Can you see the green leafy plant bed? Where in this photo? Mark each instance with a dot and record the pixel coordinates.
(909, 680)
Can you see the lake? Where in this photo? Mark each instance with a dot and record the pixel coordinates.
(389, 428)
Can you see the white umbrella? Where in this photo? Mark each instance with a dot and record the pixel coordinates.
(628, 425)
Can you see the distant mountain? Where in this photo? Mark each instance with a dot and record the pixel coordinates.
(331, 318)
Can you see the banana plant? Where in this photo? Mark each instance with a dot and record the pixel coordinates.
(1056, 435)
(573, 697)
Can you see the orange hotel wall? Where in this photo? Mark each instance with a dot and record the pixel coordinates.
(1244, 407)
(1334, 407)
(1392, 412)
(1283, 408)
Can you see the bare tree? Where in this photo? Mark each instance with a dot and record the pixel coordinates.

* What is expected: Repeat each record verbatim.

* Result for this exercise:
Can you see the green leafy plant bed? Where in this photo? Mark each instance with a dot and record the pixel coordinates.
(909, 680)
Can you see the lake? Where in this photo? Mark each instance with a dot and record the pixel coordinates.
(389, 428)
Can you see the white umbrella? Where in this photo? Mark each instance with a dot and record the pixel coordinates.
(628, 425)
Can you see the distant mountain? Where in this photo? Mark each instance with a dot and record the pixel coordinates.
(331, 318)
Can you see the banana plant? Where in this photo? Mark each instance with a dot and record the pixel coordinates.
(1056, 435)
(573, 697)
Can you see the orange hotel wall? Where in this photo? Mark each instance with a dot and record the pixel coordinates.
(1244, 407)
(1334, 407)
(1392, 412)
(1283, 408)
Can you see the bare tree? Where in this photo? Mark each instance with a dot and record the pixel coordinates.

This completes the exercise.